• Work instruction: Every entry that follows should be reproduced exactly.

━━━ Data for this exercise ━━━

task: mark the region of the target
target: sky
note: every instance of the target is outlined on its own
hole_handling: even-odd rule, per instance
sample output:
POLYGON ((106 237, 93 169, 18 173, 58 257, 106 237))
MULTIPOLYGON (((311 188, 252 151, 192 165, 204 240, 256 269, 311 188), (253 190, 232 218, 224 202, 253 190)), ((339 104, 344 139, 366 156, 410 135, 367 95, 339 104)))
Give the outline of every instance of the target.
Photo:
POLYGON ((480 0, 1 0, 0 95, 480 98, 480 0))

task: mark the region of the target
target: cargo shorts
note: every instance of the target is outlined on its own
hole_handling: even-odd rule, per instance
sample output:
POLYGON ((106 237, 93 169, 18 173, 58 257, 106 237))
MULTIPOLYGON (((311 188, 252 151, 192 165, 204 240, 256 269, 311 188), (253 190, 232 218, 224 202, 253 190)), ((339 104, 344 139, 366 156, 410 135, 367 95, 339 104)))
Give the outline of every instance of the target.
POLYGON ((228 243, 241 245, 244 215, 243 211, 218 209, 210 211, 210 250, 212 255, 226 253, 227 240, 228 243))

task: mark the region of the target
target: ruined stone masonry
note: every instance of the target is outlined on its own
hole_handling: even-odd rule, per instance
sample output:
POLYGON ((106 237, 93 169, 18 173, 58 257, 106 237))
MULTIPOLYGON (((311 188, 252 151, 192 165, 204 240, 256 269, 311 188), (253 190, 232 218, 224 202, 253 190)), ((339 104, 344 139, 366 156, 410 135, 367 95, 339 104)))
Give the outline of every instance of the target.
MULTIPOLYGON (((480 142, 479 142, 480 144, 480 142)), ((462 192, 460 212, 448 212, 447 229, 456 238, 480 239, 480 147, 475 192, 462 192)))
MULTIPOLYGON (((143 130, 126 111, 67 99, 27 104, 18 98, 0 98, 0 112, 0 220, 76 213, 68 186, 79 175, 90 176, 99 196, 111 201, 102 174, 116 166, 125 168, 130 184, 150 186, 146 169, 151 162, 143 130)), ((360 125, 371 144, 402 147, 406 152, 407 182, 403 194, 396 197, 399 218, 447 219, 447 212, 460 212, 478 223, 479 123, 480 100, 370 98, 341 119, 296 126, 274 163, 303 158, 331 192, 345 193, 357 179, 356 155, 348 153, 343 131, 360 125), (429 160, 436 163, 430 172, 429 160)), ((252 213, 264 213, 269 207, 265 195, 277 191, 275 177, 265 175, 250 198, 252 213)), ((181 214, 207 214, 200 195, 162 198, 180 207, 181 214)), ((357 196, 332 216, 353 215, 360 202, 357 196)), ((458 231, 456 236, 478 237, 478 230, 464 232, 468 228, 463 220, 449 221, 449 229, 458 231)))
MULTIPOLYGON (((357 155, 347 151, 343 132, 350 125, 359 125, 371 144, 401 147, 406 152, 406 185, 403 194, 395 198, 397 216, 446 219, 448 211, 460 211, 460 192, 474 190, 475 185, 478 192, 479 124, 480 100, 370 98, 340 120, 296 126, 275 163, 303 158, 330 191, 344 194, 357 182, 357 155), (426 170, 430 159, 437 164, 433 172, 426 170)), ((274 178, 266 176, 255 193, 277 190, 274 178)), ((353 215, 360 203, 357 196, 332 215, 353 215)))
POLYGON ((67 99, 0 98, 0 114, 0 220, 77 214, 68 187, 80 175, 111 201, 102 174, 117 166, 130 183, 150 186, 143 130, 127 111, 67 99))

━━━

• Result:
task: mark the region of the target
target: sky
note: every instance of the target is outlined on its own
hole_handling: even-odd rule, per instance
sample output:
POLYGON ((106 237, 93 169, 18 173, 58 257, 106 237))
MULTIPOLYGON (((311 188, 252 151, 192 165, 204 240, 256 269, 311 188), (253 190, 232 218, 224 202, 253 190)), ((339 104, 344 139, 366 156, 410 135, 367 95, 339 104)))
Give the outline of every instance of the target.
Photo:
POLYGON ((480 0, 1 0, 0 95, 480 98, 480 0))

task: mark the region of the target
target: cargo shorts
note: every instance of the target is outlined on its own
hole_handling: even-odd rule, per instance
sample output:
POLYGON ((106 237, 93 169, 18 173, 58 257, 106 237))
MULTIPOLYGON (((311 188, 252 151, 192 165, 204 240, 256 269, 311 188), (253 190, 232 218, 224 202, 253 190)), ((339 104, 344 139, 366 156, 410 135, 367 95, 339 104)))
Give the outline of every instance of the target.
POLYGON ((228 243, 241 245, 244 215, 243 211, 218 209, 210 211, 210 250, 212 255, 226 253, 227 240, 228 243))

task: mark the region of the target
target: ruined stone masonry
note: every instance of the target is outlined on its own
hole_handling: even-odd rule, per instance
sample output:
POLYGON ((106 237, 93 169, 18 173, 58 257, 106 237))
MULTIPOLYGON (((311 188, 252 151, 192 165, 204 240, 256 269, 311 188), (253 190, 232 218, 224 202, 253 190)), ((339 104, 344 139, 366 156, 410 135, 367 95, 339 104)))
Give the outline of every instance of the target.
MULTIPOLYGON (((480 142, 479 142, 480 144, 480 142)), ((462 192, 460 212, 448 212, 447 229, 456 238, 480 239, 480 147, 475 192, 462 192)))
MULTIPOLYGON (((143 130, 126 111, 67 99, 27 104, 18 98, 0 98, 0 112, 0 220, 76 213, 68 186, 79 175, 90 176, 99 196, 111 201, 102 174, 116 166, 125 168, 130 184, 150 186, 146 169, 151 162, 143 130)), ((360 125, 371 144, 402 147, 406 152, 407 182, 403 194, 396 197, 399 218, 447 219, 447 212, 460 212, 478 223, 479 123, 480 100, 370 98, 341 119, 296 126, 274 163, 303 158, 331 192, 345 193, 357 179, 356 155, 348 153, 343 131, 360 125), (429 160, 436 163, 430 172, 429 160)), ((252 213, 264 213, 269 207, 265 195, 277 191, 275 177, 265 175, 250 198, 252 213)), ((181 214, 207 214, 200 195, 162 198, 180 207, 181 214)), ((357 196, 332 216, 353 215, 360 202, 357 196)), ((458 231, 456 236, 478 237, 478 230, 464 232, 468 228, 463 220, 449 221, 449 229, 458 231)))
MULTIPOLYGON (((357 155, 347 151, 343 132, 350 125, 359 125, 371 144, 401 147, 406 152, 406 185, 403 194, 395 198, 397 216, 446 219, 448 211, 460 211, 460 192, 474 190, 475 185, 478 192, 479 124, 480 100, 370 98, 340 120, 296 126, 275 163, 303 158, 330 191, 344 194, 357 182, 357 155), (426 170, 430 159, 437 164, 433 172, 426 170)), ((274 178, 266 176, 255 193, 277 190, 274 178)), ((353 215, 360 203, 357 196, 332 215, 353 215)))
POLYGON ((67 99, 0 98, 0 114, 0 220, 77 214, 68 187, 80 175, 111 201, 102 174, 117 166, 130 183, 150 186, 143 130, 127 111, 67 99))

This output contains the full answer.